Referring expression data

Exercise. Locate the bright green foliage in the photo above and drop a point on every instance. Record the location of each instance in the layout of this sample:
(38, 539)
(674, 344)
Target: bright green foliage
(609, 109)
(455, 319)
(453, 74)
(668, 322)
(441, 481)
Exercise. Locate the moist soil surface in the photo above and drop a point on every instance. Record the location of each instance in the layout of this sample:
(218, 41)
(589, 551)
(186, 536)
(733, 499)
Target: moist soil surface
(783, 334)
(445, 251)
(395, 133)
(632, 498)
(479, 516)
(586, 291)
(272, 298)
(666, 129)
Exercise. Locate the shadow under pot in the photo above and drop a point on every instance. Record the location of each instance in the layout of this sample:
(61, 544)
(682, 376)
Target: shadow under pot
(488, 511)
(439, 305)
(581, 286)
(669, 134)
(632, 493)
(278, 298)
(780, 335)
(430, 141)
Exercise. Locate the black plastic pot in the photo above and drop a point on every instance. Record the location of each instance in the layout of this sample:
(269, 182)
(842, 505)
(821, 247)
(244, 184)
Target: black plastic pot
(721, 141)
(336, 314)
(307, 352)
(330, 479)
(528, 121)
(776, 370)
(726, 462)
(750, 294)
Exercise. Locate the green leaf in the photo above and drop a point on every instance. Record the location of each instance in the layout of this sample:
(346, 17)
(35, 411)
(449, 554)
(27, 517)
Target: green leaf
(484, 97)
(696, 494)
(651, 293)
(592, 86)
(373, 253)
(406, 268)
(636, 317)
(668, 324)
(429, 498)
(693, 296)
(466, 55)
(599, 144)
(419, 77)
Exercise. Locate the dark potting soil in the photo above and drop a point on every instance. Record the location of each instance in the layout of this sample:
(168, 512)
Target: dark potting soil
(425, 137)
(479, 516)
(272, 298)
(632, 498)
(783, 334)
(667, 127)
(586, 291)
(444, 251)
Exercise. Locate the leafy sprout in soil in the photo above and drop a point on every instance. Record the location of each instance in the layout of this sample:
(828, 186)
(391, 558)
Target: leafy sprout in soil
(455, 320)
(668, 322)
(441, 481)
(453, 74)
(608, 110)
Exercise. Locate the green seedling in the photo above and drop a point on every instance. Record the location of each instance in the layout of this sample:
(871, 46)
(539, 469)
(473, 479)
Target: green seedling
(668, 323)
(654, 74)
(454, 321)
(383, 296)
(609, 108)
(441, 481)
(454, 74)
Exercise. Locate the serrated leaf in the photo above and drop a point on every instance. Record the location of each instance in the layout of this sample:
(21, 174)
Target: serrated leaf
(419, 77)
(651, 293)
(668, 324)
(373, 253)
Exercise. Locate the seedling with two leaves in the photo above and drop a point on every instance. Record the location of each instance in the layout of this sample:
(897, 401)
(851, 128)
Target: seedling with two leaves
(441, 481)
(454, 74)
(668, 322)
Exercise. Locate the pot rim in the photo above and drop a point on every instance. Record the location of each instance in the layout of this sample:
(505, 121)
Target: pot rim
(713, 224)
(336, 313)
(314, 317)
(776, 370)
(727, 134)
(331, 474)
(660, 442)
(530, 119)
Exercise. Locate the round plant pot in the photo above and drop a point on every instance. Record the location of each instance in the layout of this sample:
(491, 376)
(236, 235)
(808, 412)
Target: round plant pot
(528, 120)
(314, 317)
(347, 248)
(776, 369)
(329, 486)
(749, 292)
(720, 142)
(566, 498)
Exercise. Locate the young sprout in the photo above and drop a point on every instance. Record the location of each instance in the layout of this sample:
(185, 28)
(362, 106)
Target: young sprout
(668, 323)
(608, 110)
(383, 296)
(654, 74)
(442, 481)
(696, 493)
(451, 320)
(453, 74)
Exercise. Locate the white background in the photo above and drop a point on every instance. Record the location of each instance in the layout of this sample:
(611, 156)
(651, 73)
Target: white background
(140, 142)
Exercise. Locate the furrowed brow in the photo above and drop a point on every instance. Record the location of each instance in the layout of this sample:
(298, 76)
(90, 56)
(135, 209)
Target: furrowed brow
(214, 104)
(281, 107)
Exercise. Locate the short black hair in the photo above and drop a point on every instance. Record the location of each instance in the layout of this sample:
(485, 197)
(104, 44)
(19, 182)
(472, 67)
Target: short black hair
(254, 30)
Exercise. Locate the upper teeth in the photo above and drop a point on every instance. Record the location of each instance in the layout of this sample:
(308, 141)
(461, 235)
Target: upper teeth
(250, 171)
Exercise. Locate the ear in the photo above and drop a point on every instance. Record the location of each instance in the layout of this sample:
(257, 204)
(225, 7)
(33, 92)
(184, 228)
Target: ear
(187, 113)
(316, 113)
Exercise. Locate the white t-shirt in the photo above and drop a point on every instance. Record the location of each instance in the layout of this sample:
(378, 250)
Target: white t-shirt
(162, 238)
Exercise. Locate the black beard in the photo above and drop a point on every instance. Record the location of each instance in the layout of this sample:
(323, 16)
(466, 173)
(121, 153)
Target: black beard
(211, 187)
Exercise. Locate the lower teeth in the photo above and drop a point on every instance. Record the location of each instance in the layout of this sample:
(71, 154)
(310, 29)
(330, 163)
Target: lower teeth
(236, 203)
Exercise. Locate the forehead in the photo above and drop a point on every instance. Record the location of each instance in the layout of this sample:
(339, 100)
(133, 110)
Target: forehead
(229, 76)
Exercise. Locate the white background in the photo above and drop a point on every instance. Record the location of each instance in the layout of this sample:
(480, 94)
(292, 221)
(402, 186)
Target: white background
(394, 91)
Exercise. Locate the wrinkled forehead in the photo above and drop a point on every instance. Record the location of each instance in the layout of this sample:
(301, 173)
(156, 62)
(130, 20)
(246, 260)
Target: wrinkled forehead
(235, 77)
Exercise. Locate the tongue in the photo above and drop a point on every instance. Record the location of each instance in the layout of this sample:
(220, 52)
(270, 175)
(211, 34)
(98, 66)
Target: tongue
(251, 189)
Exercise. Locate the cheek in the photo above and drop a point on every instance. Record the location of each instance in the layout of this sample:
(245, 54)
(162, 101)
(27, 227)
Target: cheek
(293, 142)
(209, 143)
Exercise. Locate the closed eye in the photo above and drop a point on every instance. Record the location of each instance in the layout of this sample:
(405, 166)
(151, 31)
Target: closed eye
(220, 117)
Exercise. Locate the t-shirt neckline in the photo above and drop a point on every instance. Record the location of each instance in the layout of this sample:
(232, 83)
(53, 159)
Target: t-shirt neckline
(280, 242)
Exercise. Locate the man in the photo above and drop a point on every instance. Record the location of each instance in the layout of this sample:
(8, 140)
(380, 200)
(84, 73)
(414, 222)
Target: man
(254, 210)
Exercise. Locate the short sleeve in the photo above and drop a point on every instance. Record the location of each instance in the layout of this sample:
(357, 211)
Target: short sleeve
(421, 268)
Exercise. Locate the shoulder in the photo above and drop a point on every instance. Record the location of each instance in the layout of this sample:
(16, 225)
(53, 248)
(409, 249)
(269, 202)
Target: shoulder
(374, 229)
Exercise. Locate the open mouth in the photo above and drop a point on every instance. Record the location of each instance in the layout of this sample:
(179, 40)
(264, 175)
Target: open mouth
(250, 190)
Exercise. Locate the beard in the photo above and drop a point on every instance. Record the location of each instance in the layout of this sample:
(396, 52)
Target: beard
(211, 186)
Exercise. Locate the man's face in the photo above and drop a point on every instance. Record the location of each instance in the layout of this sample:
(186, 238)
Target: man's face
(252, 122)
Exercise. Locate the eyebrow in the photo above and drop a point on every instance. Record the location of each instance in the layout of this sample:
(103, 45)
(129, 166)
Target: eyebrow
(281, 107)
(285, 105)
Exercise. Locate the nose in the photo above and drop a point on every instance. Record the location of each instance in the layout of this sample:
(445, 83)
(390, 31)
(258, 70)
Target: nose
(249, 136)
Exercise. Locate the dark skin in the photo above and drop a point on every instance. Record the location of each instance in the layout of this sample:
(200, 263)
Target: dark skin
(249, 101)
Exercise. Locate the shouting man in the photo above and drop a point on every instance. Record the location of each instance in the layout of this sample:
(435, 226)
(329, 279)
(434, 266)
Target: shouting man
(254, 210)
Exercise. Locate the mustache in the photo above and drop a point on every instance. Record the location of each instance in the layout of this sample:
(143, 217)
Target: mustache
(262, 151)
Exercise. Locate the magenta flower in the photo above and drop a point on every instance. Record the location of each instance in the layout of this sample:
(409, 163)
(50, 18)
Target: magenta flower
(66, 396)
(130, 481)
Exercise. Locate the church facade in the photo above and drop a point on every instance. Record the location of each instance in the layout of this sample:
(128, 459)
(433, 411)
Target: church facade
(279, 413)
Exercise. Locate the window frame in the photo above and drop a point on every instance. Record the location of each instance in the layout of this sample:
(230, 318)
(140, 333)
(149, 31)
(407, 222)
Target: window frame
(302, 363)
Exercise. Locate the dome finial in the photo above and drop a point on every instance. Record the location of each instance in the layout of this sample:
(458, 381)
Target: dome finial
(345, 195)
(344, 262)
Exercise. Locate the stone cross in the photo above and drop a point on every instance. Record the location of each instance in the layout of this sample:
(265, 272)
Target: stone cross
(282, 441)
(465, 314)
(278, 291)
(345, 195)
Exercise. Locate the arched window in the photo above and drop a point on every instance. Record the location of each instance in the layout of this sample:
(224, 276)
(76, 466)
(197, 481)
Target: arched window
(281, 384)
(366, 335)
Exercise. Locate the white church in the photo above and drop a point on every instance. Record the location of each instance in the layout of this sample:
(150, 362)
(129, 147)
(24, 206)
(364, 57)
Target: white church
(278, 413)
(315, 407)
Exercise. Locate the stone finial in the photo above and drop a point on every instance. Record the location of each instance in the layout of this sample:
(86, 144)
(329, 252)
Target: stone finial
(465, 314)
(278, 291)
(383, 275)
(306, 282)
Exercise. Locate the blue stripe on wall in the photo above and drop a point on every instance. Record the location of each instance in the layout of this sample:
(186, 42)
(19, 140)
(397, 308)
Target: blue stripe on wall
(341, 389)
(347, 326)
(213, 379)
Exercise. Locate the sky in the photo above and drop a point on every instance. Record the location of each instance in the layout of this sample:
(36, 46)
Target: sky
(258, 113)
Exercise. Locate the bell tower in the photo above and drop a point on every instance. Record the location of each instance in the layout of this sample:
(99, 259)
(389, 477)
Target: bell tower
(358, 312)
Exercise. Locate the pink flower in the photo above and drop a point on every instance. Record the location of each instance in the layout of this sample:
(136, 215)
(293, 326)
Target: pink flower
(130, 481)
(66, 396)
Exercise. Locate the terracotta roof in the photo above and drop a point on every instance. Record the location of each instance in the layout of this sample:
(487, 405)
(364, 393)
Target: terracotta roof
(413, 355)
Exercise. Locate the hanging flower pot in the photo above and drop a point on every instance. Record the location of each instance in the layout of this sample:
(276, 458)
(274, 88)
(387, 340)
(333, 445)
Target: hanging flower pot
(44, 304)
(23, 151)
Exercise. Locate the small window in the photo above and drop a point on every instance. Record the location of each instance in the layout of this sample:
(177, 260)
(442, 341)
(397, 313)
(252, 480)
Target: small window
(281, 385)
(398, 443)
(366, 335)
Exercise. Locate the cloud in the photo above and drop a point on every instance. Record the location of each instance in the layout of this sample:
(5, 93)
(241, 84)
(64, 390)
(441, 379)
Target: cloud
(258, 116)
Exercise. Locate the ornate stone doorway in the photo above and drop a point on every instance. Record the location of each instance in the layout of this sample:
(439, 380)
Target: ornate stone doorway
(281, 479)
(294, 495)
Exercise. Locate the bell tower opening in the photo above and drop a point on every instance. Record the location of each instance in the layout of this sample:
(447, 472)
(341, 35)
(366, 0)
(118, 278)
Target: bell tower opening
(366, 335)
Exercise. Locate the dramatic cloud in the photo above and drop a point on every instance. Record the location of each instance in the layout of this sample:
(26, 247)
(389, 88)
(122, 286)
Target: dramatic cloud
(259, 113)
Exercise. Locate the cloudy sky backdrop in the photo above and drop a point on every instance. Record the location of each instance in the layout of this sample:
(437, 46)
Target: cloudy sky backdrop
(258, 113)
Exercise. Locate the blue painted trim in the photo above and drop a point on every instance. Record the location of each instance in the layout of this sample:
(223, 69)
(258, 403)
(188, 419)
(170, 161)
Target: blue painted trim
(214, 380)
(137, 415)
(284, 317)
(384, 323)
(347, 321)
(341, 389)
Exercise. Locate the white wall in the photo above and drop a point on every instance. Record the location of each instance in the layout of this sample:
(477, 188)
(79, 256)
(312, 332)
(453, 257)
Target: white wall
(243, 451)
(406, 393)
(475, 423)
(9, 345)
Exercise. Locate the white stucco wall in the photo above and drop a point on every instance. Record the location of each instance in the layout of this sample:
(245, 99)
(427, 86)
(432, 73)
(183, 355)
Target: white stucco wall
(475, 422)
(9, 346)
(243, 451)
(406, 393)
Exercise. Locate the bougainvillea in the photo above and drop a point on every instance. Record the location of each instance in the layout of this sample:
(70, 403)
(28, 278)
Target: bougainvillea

TO DO
Lines that hold the word "bougainvillea" are the ones to copy from the entries above.

RESPONSE TO THE EXERCISE
Exercise. Locate the bougainvillea in the photo above and drop a point on every instance. Record the location of each instance in the layout of this sample:
Target: bougainvillea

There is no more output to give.